*TASK DETAILS:* Give the records again exactly. Pictures do not belong in the copy.
BEGIN WORKING DATA
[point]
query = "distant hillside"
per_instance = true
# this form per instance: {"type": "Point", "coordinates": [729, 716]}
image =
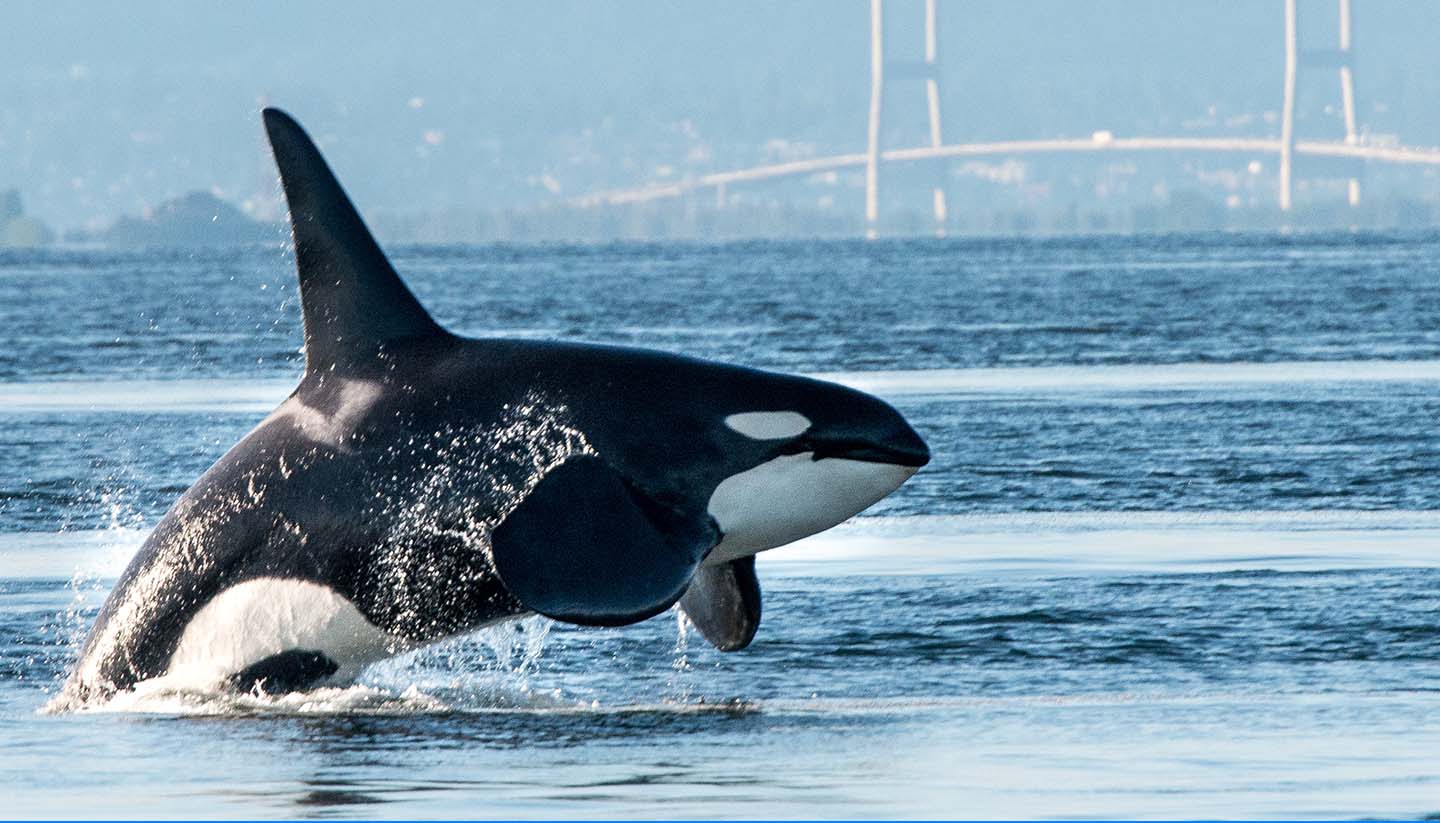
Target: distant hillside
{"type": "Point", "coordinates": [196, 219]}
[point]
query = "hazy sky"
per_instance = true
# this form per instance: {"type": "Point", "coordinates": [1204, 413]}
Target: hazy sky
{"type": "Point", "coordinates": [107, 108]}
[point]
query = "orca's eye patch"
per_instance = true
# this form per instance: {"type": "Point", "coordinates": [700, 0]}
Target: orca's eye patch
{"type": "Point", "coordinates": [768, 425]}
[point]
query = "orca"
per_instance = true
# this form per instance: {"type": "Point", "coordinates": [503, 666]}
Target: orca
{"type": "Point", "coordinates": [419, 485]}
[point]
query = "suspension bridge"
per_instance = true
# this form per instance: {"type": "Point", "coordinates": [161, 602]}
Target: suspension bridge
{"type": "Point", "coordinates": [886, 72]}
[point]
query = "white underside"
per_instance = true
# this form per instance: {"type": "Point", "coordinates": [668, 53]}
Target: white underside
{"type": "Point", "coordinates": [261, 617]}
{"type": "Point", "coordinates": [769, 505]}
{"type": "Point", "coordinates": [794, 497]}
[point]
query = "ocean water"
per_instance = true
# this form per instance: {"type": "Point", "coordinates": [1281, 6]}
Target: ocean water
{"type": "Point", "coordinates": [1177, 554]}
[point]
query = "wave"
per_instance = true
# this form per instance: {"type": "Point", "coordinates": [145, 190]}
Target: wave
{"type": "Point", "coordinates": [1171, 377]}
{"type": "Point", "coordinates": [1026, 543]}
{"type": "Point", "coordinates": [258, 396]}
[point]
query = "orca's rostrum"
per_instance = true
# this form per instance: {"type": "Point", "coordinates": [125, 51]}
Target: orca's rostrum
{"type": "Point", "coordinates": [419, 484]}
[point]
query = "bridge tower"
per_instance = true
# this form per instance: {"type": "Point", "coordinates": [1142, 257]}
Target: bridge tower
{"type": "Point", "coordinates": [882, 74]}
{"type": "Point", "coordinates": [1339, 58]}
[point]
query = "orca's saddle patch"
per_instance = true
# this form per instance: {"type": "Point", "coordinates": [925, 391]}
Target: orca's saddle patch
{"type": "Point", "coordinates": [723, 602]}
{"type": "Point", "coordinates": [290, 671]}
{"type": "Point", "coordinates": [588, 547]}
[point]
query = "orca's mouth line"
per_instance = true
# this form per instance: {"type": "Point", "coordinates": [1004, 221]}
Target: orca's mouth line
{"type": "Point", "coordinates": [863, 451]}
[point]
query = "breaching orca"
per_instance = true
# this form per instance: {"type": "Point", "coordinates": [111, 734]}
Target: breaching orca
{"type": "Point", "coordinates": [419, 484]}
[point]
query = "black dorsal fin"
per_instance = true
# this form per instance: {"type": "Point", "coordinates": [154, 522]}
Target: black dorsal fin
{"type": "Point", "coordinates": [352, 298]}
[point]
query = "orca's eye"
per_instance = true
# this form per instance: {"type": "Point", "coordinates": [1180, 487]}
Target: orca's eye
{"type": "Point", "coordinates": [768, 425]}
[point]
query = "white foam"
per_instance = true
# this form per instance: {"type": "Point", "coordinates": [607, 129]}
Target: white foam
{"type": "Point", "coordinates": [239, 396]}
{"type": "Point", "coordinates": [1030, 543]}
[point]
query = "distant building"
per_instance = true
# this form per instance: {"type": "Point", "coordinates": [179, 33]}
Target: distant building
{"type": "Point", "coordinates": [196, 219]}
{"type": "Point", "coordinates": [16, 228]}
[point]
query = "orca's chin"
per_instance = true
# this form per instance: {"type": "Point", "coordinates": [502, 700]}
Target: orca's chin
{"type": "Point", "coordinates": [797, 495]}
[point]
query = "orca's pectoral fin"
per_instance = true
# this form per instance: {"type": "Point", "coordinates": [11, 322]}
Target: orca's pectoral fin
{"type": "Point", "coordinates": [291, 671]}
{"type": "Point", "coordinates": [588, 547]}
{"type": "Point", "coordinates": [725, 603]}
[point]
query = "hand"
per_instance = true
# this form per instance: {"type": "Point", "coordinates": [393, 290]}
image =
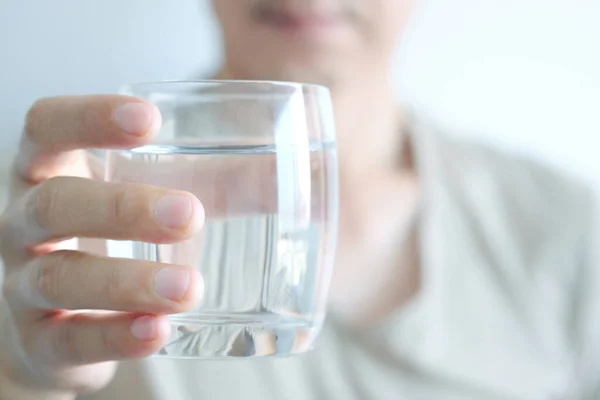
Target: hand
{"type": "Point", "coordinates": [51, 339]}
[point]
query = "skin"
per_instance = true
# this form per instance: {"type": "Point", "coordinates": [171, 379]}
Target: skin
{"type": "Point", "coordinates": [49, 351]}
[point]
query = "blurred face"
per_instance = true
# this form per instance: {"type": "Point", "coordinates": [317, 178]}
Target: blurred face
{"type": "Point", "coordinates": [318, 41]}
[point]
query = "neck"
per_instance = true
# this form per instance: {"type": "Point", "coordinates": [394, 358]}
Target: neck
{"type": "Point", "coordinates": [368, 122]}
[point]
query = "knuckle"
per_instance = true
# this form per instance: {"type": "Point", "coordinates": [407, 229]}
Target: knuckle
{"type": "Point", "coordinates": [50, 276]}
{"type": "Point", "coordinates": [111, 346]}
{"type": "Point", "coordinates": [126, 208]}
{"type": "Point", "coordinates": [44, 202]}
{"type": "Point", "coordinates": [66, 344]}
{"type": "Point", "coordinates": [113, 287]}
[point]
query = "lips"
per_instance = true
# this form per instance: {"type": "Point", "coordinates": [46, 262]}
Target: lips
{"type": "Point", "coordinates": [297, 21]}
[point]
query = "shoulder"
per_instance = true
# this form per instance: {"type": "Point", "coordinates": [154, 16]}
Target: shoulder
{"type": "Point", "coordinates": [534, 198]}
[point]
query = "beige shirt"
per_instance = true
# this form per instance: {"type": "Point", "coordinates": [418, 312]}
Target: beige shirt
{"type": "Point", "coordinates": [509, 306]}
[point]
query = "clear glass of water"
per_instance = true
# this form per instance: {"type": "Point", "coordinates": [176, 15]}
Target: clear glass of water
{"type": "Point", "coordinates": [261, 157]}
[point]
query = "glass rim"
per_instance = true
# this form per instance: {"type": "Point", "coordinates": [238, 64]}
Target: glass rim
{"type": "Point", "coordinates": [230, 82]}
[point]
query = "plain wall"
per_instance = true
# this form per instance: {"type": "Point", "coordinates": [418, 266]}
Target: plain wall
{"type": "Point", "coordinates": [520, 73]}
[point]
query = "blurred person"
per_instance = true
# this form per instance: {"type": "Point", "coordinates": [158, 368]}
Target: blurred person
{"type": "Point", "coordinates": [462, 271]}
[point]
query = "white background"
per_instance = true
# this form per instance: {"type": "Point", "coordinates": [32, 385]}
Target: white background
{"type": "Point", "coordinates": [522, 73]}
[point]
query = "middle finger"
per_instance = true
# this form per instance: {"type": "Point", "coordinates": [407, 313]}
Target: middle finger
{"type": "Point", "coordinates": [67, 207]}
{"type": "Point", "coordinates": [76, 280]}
END WORKING DATA
*OUTPUT OF THE TASK:*
[point]
query = "distant hillside"
per_instance = true
# this form per instance: {"type": "Point", "coordinates": [729, 716]}
image =
Target: distant hillside
{"type": "Point", "coordinates": [196, 219]}
[point]
query = "hazy sky"
per_instance = true
# this form per instance: {"type": "Point", "coordinates": [1204, 413]}
Target: hazy sky
{"type": "Point", "coordinates": [107, 108]}
[point]
query = "orca's eye patch"
per_instance = true
# this form per instance: {"type": "Point", "coordinates": [700, 0]}
Target: orca's eye patch
{"type": "Point", "coordinates": [768, 425]}
[point]
query = "orca"
per_instance = true
# this form per instance: {"type": "Point", "coordinates": [503, 666]}
Target: orca
{"type": "Point", "coordinates": [419, 485]}
[point]
query = "suspension bridge"
per_instance = true
# this form per instance: {"type": "Point", "coordinates": [161, 602]}
Target: suspension bridge
{"type": "Point", "coordinates": [886, 72]}
[point]
query = "white underside"
per_instance = true
# this form per instance: {"type": "Point", "coordinates": [668, 53]}
Target: white underside
{"type": "Point", "coordinates": [261, 617]}
{"type": "Point", "coordinates": [769, 505]}
{"type": "Point", "coordinates": [794, 497]}
[point]
query = "ocean water"
per_instance = true
# this form per instance: {"type": "Point", "coordinates": [1281, 6]}
Target: ocean water
{"type": "Point", "coordinates": [1177, 554]}
[point]
query = "wave"
per_instance = true
# this form per instance: {"type": "Point", "coordinates": [145, 190]}
Target: wave
{"type": "Point", "coordinates": [1171, 377]}
{"type": "Point", "coordinates": [1026, 543]}
{"type": "Point", "coordinates": [258, 396]}
[point]
query = "orca's rostrum"
per_instance = true
# this form per instance: {"type": "Point", "coordinates": [125, 51]}
Target: orca's rostrum
{"type": "Point", "coordinates": [419, 484]}
[point]
query = "bridge tower"
per_instance = true
# this form per instance: {"type": "Point", "coordinates": [1142, 257]}
Target: bridge tower
{"type": "Point", "coordinates": [882, 74]}
{"type": "Point", "coordinates": [1339, 58]}
[point]
query = "orca's saddle patch"
per_instance = true
# this form per instance: {"type": "Point", "coordinates": [925, 391]}
Target: orca's saddle patch
{"type": "Point", "coordinates": [723, 602]}
{"type": "Point", "coordinates": [290, 671]}
{"type": "Point", "coordinates": [588, 547]}
[point]
query = "orca's mouth line"
per_instance = true
# this form per instance: {"type": "Point", "coordinates": [1004, 221]}
Target: orca's mouth line
{"type": "Point", "coordinates": [863, 451]}
[point]
query = "breaching orca"
per_instance = true
# this form per instance: {"type": "Point", "coordinates": [111, 734]}
Target: breaching orca
{"type": "Point", "coordinates": [419, 484]}
[point]
query = "black dorsal fin"
per_instance = true
# this form per instance: {"type": "Point", "coordinates": [154, 522]}
Target: black dorsal fin
{"type": "Point", "coordinates": [352, 298]}
[point]
query = "orca's eye"
per_instance = true
# this form per instance: {"type": "Point", "coordinates": [1180, 487]}
Target: orca's eye
{"type": "Point", "coordinates": [768, 425]}
[point]
query = "white foam"
per_instance = true
# this form per instance: {"type": "Point", "coordinates": [607, 129]}
Target: white foam
{"type": "Point", "coordinates": [239, 396]}
{"type": "Point", "coordinates": [1030, 543]}
[point]
query = "distant building"
per_instance = true
# this form per instance: {"type": "Point", "coordinates": [179, 33]}
Target: distant building
{"type": "Point", "coordinates": [196, 219]}
{"type": "Point", "coordinates": [16, 228]}
[point]
query = "orca's chin"
per_instance = true
# this form per instance: {"type": "Point", "coordinates": [502, 700]}
Target: orca's chin
{"type": "Point", "coordinates": [797, 495]}
[point]
query = "orca's pectoral fin"
per_instance = true
# this form per instance: {"type": "Point", "coordinates": [11, 322]}
Target: orca's pectoral fin
{"type": "Point", "coordinates": [291, 671]}
{"type": "Point", "coordinates": [588, 547]}
{"type": "Point", "coordinates": [725, 603]}
[point]
query = "hand"
per_instance = true
# this form per instance: {"type": "Point", "coordinates": [393, 290]}
image =
Target: hand
{"type": "Point", "coordinates": [51, 339]}
[point]
query = "skin"
per_instance = true
# this form per instance: {"type": "Point", "coordinates": [171, 379]}
Target: skin
{"type": "Point", "coordinates": [49, 351]}
[point]
query = "blurred face"
per_instance = true
# this form per instance: {"type": "Point", "coordinates": [317, 178]}
Target: blurred face
{"type": "Point", "coordinates": [318, 41]}
[point]
query = "neck"
per_instance = true
# this form per instance: {"type": "Point", "coordinates": [394, 358]}
Target: neck
{"type": "Point", "coordinates": [368, 122]}
[point]
query = "knuckle"
per_instance = true
# this form per instance: {"type": "Point", "coordinates": [407, 229]}
Target: knuckle
{"type": "Point", "coordinates": [50, 276]}
{"type": "Point", "coordinates": [111, 346]}
{"type": "Point", "coordinates": [126, 208]}
{"type": "Point", "coordinates": [44, 202]}
{"type": "Point", "coordinates": [66, 344]}
{"type": "Point", "coordinates": [113, 287]}
[point]
query = "lips"
per_instance = true
# this form per instance: {"type": "Point", "coordinates": [46, 262]}
Target: lips
{"type": "Point", "coordinates": [297, 21]}
[point]
query = "shoulder"
per_instance = true
# this form per instance: {"type": "Point", "coordinates": [154, 16]}
Target: shoulder
{"type": "Point", "coordinates": [534, 198]}
[point]
query = "beige shirt"
per_instance = true
# this form per instance: {"type": "Point", "coordinates": [418, 312]}
Target: beige shirt
{"type": "Point", "coordinates": [509, 306]}
[point]
query = "clear glass of water"
per_instance = true
# this form per instance: {"type": "Point", "coordinates": [176, 15]}
Target: clear glass of water
{"type": "Point", "coordinates": [261, 157]}
[point]
query = "glass rim"
per_instance = true
# this form per instance: {"type": "Point", "coordinates": [238, 64]}
Target: glass rim
{"type": "Point", "coordinates": [230, 82]}
[point]
query = "plain wall"
per_instance = true
# this form per instance: {"type": "Point", "coordinates": [418, 266]}
Target: plain wall
{"type": "Point", "coordinates": [520, 73]}
[point]
query = "blurred person"
per_instance = true
# this form per instance: {"type": "Point", "coordinates": [158, 368]}
Target: blurred person
{"type": "Point", "coordinates": [462, 271]}
[point]
query = "white background"
per_instance = true
# this form per instance: {"type": "Point", "coordinates": [32, 385]}
Target: white background
{"type": "Point", "coordinates": [522, 73]}
[point]
query = "middle finger"
per_instance = true
# this form per instance: {"type": "Point", "coordinates": [407, 313]}
Target: middle finger
{"type": "Point", "coordinates": [67, 207]}
{"type": "Point", "coordinates": [76, 280]}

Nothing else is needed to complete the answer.